THE REQUEST - Locate the line that contains "[pin] lips (one". Print it and each following line through the end of the listing, verbatim, and nothing more.

TASK INPUTS -
'''
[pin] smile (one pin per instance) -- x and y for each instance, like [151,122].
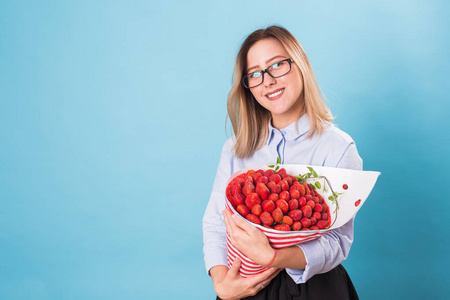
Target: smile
[273,95]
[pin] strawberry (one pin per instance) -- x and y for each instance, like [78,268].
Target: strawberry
[248,188]
[275,178]
[295,215]
[322,224]
[295,194]
[306,211]
[276,189]
[262,191]
[317,215]
[243,210]
[284,185]
[284,195]
[277,215]
[268,173]
[296,226]
[287,220]
[253,219]
[273,197]
[238,199]
[257,210]
[318,207]
[293,204]
[262,179]
[252,199]
[282,227]
[306,223]
[266,218]
[268,206]
[283,205]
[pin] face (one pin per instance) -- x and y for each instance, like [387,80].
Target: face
[281,96]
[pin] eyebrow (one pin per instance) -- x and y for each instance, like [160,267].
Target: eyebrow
[267,61]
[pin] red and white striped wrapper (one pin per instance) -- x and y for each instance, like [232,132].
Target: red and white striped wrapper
[277,239]
[356,187]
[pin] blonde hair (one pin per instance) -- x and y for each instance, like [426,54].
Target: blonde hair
[248,118]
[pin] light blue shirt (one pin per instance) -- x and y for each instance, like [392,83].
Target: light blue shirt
[332,148]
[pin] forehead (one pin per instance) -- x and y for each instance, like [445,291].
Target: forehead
[264,50]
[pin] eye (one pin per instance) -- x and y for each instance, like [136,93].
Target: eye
[276,65]
[255,75]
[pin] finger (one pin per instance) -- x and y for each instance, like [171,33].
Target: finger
[264,276]
[234,269]
[242,224]
[227,221]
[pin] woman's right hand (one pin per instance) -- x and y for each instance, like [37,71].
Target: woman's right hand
[229,285]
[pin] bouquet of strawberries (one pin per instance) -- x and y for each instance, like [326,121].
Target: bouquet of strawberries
[292,209]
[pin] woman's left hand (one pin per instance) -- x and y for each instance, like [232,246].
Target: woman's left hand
[248,239]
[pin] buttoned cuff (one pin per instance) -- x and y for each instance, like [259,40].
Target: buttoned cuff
[315,260]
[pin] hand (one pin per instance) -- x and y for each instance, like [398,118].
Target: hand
[248,239]
[229,285]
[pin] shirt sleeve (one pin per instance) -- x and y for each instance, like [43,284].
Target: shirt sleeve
[328,251]
[214,230]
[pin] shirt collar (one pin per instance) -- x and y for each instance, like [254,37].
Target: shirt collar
[291,132]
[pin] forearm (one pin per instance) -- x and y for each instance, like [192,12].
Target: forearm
[290,257]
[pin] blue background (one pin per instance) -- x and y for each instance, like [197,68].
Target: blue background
[112,119]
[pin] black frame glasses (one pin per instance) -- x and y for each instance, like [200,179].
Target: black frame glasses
[245,78]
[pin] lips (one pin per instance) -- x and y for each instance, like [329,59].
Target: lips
[275,94]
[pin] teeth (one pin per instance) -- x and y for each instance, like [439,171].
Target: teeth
[275,94]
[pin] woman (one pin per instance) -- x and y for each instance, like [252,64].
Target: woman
[276,109]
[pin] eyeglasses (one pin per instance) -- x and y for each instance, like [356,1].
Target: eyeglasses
[276,70]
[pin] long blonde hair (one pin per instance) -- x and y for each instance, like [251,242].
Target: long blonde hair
[248,118]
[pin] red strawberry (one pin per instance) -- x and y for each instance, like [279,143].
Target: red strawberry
'''
SOLUTION TO THE PROBLEM -
[pin] lips (one pin per instance) -- x and y for each instance, like [329,59].
Target: lips
[275,94]
[pin] teeth (one pin per instance) -- x and y for each instance, like [439,171].
Target: teeth
[275,94]
[pin] woman (one pin per instance) -- x and y for each instance, like [252,64].
Target: woman
[276,109]
[pin] eyeglasses (one pin per instance) -- x and y for each instance, like [356,1].
Target: eyeglasses
[276,70]
[pin] long blonde hair (one pin per instance) -- x and y for each instance, like [251,242].
Target: long blonde hair
[248,118]
[pin] red strawberry (one pin per instance) -- x and y for each instance, like [279,143].
Target: red strawberry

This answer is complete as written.